## Work instructions
Could you output every record below exactly as it appears?

## Data for processing
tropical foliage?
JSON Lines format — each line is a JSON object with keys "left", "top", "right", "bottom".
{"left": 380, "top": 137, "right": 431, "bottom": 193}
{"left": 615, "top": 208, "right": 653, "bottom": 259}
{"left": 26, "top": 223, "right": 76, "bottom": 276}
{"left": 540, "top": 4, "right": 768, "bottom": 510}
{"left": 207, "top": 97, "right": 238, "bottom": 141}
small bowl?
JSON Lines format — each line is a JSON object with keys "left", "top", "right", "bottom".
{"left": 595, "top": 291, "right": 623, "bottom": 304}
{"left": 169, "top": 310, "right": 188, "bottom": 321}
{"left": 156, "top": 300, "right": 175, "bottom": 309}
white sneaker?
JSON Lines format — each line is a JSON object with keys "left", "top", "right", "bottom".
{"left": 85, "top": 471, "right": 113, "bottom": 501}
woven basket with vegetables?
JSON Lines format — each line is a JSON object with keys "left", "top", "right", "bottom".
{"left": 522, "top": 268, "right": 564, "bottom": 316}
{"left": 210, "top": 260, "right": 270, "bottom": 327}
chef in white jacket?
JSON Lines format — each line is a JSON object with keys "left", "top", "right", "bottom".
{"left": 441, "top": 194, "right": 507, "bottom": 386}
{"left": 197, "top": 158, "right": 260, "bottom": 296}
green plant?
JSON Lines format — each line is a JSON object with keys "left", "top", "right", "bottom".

## Response to this task
tropical foliage?
JSON Lines format — each line is a JSON object with keys "left", "top", "right", "bottom".
{"left": 380, "top": 137, "right": 431, "bottom": 193}
{"left": 615, "top": 208, "right": 653, "bottom": 259}
{"left": 26, "top": 223, "right": 76, "bottom": 276}
{"left": 540, "top": 4, "right": 768, "bottom": 510}
{"left": 207, "top": 97, "right": 238, "bottom": 141}
small bowl?
JSON Lines format — each line is a JSON object with keys "left", "top", "right", "bottom".
{"left": 595, "top": 291, "right": 623, "bottom": 304}
{"left": 169, "top": 310, "right": 188, "bottom": 321}
{"left": 156, "top": 300, "right": 175, "bottom": 309}
white sneaker?
JSON Lines format — each line is a JSON object with keys "left", "top", "right", "bottom".
{"left": 85, "top": 471, "right": 113, "bottom": 501}
woven basket with vegetables?
JSON Lines format — each line is a JSON object with keys "left", "top", "right", "bottom".
{"left": 522, "top": 268, "right": 564, "bottom": 316}
{"left": 210, "top": 260, "right": 270, "bottom": 327}
chef in white jacket?
JSON Lines format — each line is a JSON object with keys "left", "top", "right", "bottom".
{"left": 441, "top": 194, "right": 507, "bottom": 386}
{"left": 197, "top": 158, "right": 260, "bottom": 296}
green plant?
JSON Lines format — each line is a JSON object with keys "left", "top", "right", "bottom".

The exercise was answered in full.